Document excerpt =>

Forum Moderators: coopster & phranque

Message Too Old, No Replies

perl regex question

parsing log files, and I want to reformat them

         

jeremy goodrich

3:20 pm on Jun 23, 2001 (gmt 0)

WebmasterWorld Senior Member 10+ Year Member



if($line =~ /^\d.+\s/) {print "$`\n";}

I'm trying to match arbitrary numbers at the beginning of files...eg...

400 216.35.116.91 Mozilla/3.0 (Slurp/si; slurp@inktomi.com; [inktomi.com...]
3 216.239.46.99 Googlebot/2.1(+http://www.googlebot.com/bot.html)
10 199.172.149.204 ArchitextSpider

I'm trying to parse through a whole bunch of these, matching the arbitrary number, white space character, replace that with nothing, and then print the rest of the line.

if($line =~ /^\d.+\s/) {print "$`\n";}

as a check, I already tried changing the $` to $1 to see if that would print anything, but it didn't, so I know the regex is wrong...

Brett_Tabke

3:39 pm on Jun 23, 2001 (gmt 0)

WebmasterWorld Administrator 10+ Year Member Top Contributors Of The Month



The easiest way to do it, is start in multiple stages.

($host,$roast,$ghost,$most,$toast) = split(/ /,$line);

Now do what you want to each field. Especially logs where they are quite tricky to come up with good one line regexs. What you'll find, is that it is easier and far more maintainable if you break it down a step at a time.

After that, start combining the regex's until you get back to that killer one liner. Not surprisningly, 3 and 4 steps to a regex can be faster than a one line regex. Often one liners have to back track and reset when they are parsing. Whereas a 3-4 different regexs can nail the parse and the first pass across the line.

Brett_Tabke

1:48 pm on Jun 25, 2001 (gmt 0)

WebmasterWorld Administrator 10+ Year Member Top Contributors Of The Month



Related:

Reading Log Files in Perl:
[cs.cf.ac.uk...]

sugarkane

2:06 pm on Jun 25, 2001 (gmt 0)

Data provided =>
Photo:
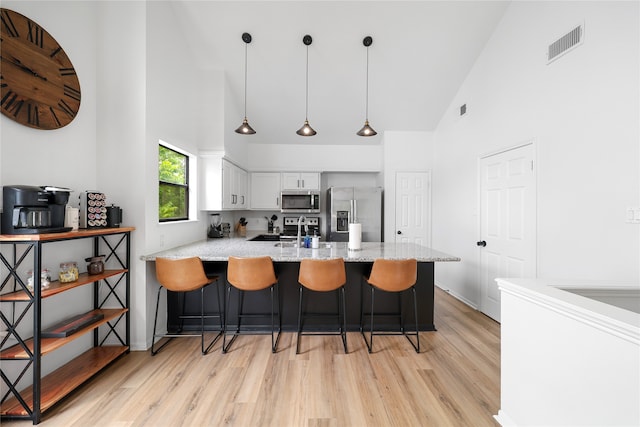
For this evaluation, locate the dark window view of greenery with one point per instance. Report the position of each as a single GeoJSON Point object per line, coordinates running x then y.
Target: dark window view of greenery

Task to complete => Translate this sentence from the Perl regex forum thread into Spanish: "Often one liners have to back track and reset when they are parsing."

The completed task => A menudo, las expresiones de una sola línea tienen que retroceder y reiniciarse cuando están analizando.